» 짧은 과제 A: 제공된 코드에서 is_normalized 매개변수의 기본값은 무엇입니까?
» 짧은 과제 B: 제공된 코드 중 "return normalize_data"에서 시작하여 "int(len(loaded_data) * self.seperation_rate)"까지 이어지는 부분을 한 글자도 바꾸지 말고 베껴 쓰십시오.

In [1]:
import tensorflow as tf
import numpy as np
import random
from datetime import datetime

In [23]:
class DataGeneration:
    
    def __init__(self, name, file_path, seperation_rate, is_normalized = False):
        self.name = name
        self.file_path = file_path
        self.seperation_rate = seperation_rate
        self.is_normalized = is_normalized
        print("DataGeneration object is created !!")
        
    def data_normalize_using_min_max(self, loaded_data):
        transpose_loaded_data = loaded_data.T
        
        print("transpose_loaded_data.shape = ,", transpose_loaded_data.shape)
        
        transpose_normalize_data_list = []
        
        for index in range(len(transpose_loaded_data)):
            max_value = np.max(transpose_loaded_data[index, :]) # 각 행의 최대값을 찾음
            min_value = np.min(transpose_loaded_data[index, :]) # 각 행의 최대값을 찾음
            transpose_normalize_data_list.append((transpose_loaded_data[index, :] - min_value)  / (max_value - min_value))
                                                     
            
        transpose_normalize_data = np.array(transpose_normalize_data_list)

        print(transpose_normalize_data.shape)

        normalize_data = transpose_normalize_data.T

        print(normalize_data.shape)

        data_save_path = './Normalize_' + self.name + '_data.csv'

        np.savetxt(data_save_path, normalize_data, delimiter= ',')

        return normalize_data
        
    def generate(self):
        loaded_data = np.loadtxt(self.file_path, delimiter=',', dtype=np.float32)
        print("loaded_data.shape = ", loaded_data.shape)

        if(self.is_normalized == True):
            loaded_data = self.data_normalize_using_min_max(loaded_data)

        training_data_list = []
        test_data_list = []

        total_data_num = len(loaded_data)
        test_data_num = int(len(loaded_data) * self.seperation_rate)

        total_data_index_list = [index for index in range(total_data_num)]

        random.shuffle(total_data_index_list)

        test_data_index_list = total_data_index_list[ 0:test_data_num ]

        print("length of test_data_index_list = ", len(test_data_index_list))

레이블이 지정된 영역 데이터 발췌:

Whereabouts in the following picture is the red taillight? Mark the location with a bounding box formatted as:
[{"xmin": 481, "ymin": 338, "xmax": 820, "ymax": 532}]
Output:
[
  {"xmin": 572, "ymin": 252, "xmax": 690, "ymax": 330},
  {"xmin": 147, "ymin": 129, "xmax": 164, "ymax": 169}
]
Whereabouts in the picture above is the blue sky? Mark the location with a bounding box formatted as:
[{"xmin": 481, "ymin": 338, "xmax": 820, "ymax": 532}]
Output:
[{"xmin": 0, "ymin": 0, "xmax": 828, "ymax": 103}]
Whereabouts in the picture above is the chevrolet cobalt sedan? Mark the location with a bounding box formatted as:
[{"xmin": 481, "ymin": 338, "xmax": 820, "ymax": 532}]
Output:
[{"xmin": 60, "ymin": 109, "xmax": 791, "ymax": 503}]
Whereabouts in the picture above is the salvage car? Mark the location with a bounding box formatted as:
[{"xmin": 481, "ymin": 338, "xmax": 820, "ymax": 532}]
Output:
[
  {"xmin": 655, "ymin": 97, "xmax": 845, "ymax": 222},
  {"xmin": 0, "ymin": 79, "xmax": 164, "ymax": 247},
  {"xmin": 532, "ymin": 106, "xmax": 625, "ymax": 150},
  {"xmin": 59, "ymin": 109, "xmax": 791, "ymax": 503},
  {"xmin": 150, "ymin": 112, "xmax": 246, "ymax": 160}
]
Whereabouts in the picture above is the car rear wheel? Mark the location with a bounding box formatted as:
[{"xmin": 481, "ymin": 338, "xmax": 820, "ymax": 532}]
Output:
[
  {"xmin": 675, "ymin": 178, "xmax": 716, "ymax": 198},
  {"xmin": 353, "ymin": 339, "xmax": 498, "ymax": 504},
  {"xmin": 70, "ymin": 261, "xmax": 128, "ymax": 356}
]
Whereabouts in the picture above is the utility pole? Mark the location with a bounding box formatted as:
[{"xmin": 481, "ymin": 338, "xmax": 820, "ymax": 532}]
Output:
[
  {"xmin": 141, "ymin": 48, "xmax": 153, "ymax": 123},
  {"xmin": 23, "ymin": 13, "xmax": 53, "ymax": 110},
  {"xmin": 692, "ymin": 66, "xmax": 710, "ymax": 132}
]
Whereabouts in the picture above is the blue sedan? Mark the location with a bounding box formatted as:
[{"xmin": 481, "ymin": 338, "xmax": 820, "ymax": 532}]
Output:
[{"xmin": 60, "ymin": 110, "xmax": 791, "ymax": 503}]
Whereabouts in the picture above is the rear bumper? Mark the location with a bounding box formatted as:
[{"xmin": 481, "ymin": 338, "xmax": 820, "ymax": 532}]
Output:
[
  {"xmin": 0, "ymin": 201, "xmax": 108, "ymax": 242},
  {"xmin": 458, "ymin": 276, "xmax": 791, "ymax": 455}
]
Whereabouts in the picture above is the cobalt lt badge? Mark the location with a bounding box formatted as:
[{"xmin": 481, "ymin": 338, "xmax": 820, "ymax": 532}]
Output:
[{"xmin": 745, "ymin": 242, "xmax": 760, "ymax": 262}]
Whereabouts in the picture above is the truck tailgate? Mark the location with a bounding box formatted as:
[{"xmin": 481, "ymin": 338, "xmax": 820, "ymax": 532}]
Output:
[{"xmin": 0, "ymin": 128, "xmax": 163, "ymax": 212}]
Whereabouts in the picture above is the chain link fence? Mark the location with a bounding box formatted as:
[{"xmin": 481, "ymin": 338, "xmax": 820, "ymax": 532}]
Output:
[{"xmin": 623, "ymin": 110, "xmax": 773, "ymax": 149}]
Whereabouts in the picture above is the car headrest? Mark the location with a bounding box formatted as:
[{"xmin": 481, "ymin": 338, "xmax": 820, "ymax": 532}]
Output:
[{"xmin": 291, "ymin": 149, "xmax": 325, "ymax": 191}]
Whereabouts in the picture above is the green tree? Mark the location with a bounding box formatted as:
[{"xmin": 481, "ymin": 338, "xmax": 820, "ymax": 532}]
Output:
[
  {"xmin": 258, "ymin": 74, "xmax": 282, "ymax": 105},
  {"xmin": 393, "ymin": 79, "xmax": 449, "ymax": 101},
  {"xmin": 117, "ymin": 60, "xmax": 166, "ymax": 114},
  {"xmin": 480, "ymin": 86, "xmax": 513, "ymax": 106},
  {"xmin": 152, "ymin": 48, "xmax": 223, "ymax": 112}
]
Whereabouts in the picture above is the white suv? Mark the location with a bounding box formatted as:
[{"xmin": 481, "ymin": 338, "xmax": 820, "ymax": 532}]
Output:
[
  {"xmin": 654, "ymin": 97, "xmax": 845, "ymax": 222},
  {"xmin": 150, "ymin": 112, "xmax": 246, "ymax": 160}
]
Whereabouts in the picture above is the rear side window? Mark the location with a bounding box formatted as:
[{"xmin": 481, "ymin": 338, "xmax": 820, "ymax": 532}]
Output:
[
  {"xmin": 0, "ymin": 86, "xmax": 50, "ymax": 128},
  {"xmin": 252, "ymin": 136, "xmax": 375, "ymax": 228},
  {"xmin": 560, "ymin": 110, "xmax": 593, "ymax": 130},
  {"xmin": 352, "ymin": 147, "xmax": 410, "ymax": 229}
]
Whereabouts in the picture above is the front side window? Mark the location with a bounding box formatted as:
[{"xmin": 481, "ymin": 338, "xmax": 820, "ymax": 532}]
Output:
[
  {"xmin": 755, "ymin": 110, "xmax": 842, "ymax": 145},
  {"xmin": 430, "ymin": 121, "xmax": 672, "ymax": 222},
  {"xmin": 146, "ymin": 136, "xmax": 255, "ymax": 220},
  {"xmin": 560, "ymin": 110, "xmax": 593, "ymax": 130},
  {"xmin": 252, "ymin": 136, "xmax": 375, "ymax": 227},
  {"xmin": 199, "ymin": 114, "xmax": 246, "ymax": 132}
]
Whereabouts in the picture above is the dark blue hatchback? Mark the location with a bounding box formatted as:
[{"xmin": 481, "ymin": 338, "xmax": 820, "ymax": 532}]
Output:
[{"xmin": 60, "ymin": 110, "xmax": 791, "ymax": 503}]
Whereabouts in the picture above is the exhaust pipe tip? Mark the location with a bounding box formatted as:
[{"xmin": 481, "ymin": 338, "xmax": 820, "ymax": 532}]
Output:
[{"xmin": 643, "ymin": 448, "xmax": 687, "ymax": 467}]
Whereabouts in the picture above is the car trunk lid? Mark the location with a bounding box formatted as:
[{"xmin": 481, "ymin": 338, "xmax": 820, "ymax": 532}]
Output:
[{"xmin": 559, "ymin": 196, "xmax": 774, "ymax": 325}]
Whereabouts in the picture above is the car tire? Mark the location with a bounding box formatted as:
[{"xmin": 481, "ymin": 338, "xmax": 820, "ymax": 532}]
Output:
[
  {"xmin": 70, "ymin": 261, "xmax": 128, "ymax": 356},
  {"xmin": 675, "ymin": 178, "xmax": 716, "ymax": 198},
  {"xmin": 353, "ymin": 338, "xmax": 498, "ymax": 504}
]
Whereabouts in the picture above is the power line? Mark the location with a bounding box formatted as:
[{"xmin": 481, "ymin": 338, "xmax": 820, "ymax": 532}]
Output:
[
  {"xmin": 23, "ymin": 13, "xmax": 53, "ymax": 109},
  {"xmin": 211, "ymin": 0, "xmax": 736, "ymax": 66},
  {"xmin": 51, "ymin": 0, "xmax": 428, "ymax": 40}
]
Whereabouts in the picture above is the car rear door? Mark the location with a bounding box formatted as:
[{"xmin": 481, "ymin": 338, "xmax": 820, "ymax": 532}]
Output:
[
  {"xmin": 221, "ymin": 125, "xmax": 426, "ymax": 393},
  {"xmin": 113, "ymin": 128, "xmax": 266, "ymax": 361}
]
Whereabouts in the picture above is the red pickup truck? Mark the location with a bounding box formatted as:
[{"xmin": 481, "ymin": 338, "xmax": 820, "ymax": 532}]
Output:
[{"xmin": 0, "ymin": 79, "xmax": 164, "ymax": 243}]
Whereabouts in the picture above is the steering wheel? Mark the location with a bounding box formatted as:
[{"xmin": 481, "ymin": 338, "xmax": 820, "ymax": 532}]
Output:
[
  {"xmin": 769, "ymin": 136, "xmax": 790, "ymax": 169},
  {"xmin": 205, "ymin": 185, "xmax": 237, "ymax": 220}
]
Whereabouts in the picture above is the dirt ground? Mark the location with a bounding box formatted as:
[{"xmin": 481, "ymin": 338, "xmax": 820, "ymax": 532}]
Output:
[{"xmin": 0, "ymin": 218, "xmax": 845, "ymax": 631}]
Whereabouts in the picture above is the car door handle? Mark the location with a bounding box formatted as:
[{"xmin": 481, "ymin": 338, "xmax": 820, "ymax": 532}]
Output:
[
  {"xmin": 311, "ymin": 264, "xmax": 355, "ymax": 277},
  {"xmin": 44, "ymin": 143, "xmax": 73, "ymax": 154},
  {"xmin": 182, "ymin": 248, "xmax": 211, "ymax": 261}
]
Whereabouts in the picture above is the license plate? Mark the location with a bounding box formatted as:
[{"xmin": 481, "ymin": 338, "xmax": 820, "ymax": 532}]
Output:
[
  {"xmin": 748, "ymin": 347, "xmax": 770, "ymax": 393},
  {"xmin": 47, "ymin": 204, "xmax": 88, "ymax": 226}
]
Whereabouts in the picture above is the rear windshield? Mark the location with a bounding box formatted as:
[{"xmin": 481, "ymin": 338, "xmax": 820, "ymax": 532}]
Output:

» 정답 출력 A: is_normalized 매개변수의 기본값은 False입니다.

» 정답 출력 B:
return normalize_data
        
    def generate(self):
        loaded_data = np.loadtxt(self.file_path, delimiter=',', dtype=np.float32)
        print("loaded_data.shape = ", loaded_data.shape)

        if(self.is_normalized == True):
            loaded_data = self.data_normalize_using_min_max(loaded_data)

        training_data_list = []
        test_data_list = []

        total_data_num = len(loaded_data)
        test_data_num = int(len(loaded_data) * self.seperation_rate)